_DOCUMENT_:
------------------------------------------------

Les débuts sont un peu laborieux : « ici tout est plus difficile [qu’en Europe]. J’ai dû concevoir l’alambic moi-même, détourner d’abord une bouteille d’huile d’olive puis une bouteille de pinard comme contenant car je ne trouvais rien à un prix raisonnable, je viens tout juste d’avoir le droit d’exporter au bout de 3 ans et demi… ». Malgré tout, Alberto ne lâche rien et garde un optimisme totalement contagieux. Et même si « pour l’instant, ça ne rapporte pas un radis », il compte bien démontrer qu’en Argentine aussi, « on peut distiller de super alcools ».

Concrètement, comment ça marche ? La paramela macère d’abord dans de l’alcool pur triplement distillé pendant environ une semaine. Puis, les morceaux sont enlevés et le jus est distillé de nouveau pour obtenir un spiritueux clair : « la paramela est super-résineuse, il faut donc la distiller pour que le résultat ne soit ni trop trouble ni trop amer ». L’eau qu’il utilise dans le process est clé : après quelques essais avec celle du glacier local, le Perito Moreno ( « on chopait des blocs de glace et on attendait que ça fonde, pas très pratique »), c’est finalement l’eau de la Cerro Frías voisien – une montage située dans le même parc national – qu’il retient pour sa pureté. Au départ, il n’avait pas prévu de faire autre chose que de la vodka aromatisée, mais cette version pure est née naturellement quand il s’est rendu compte de la qualité exceptionnelle de sa matière première : l’eau des glaciers d’un côté et l’alcool de maïs qu’il fait venir de Cordoba, de l’autre.

Le résultat est canon, frais et onctueux à la fois, vraiment à part. Pour rester dans l’ambiance, le voyageur éclairé voudra siroter la bouteille à même le glacier Perito Moreno, histoire de se réchauffer.

------------------------------------------------

_DONNÉES DISPONIBLES_:
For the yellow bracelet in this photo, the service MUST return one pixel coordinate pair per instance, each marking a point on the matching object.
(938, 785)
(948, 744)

------------------------------------------------

_ÉNONCÉ DU PROBLÈME_: Continuez le texte sur la vodka à la paramela d'Alberto à partir de sa dernière phrase.

_EXERCICE CORRIGÉ_:
Même si sa production reste encore confidentielle, l’Estepvka a déjà un joli succès des connaisseurs et bartenders de Buenos Aires. Il en va de même pour la Pfeffer, une version relevée au piment. Depuis peu, la gamme compte aussi un gin, inspiré des popotes de la grand-mère d’Alberto : « aux confins de la Patagonie, elle a gardé les mêmes saveurs qu’en Allemagne pour cuisiner, et notamment pour faire son gâteau de Noël : la cardamome, le gingembre, les fruits secs, c’est vraiment ma madeleine. Et comme on buvait régulièrement du gin ou du vermouth à l’apéro au campo, j’ai voulu lui rendre hommage. »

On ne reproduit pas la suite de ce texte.